— Start SUPPLIED RECORDS —
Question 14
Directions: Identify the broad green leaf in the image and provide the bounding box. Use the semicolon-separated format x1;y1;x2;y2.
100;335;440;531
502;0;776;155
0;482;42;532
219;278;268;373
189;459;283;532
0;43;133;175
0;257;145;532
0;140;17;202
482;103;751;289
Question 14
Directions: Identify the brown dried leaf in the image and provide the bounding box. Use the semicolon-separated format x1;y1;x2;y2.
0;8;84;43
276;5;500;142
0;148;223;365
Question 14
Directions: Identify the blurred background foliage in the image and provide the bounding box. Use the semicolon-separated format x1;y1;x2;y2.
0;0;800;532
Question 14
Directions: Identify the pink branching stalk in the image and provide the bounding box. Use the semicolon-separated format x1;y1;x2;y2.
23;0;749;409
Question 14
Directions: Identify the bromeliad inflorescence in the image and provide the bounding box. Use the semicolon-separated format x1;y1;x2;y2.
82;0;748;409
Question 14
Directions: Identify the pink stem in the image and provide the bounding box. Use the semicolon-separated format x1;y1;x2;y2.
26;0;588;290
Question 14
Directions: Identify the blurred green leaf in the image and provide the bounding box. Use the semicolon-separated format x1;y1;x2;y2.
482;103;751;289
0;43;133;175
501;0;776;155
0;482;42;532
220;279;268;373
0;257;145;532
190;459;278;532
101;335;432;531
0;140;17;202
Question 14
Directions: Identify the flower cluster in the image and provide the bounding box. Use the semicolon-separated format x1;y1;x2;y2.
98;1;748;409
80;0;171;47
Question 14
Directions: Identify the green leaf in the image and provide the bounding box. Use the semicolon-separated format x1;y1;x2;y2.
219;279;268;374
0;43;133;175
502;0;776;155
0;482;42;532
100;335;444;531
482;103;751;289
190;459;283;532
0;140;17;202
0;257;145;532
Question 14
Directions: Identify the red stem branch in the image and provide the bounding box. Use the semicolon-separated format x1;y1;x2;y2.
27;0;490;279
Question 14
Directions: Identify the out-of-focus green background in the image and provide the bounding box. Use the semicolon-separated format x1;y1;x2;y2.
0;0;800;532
— End SUPPLIED RECORDS —
§ GOAL
Reproduce the entries above verbatim, from their first line up to and including the line with "26;0;588;290".

§ ANSWER TO THIS EXERCISE
Question 14
Directions: Identify the broad green leaf in the image and provide the bounding box. Use the semicolon-separated format x1;y1;x2;y2.
100;335;440;531
502;0;776;155
0;482;42;532
219;278;268;373
189;459;283;532
0;43;133;175
0;257;145;532
0;140;17;202
482;103;751;289
Question 14
Directions: Identify the brown dried leaf in the image and provide the bounding box. Use the semicolon-separated format x1;y1;x2;y2.
0;8;84;43
276;5;500;142
0;148;223;365
Question 14
Directions: Identify the blurred background foliage in the image and provide the bounding box. Use the semicolon-separated format x1;y1;x2;y2.
0;0;800;532
Question 14
Directions: Identify the pink branching stalk in the image and provide the bounding box. Use the semicolon-separated format x1;y1;x2;y2.
23;0;749;409
Question 14
Directions: Identify the bromeliad inflorescence in the image and provide the bounding box. Use the semicolon-separated format x1;y1;x2;y2.
82;0;748;409
Question 14
Directions: Identify the pink stem in the image and provide the bounding box. Use the semicolon-separated format x1;y1;x2;y2.
26;0;588;290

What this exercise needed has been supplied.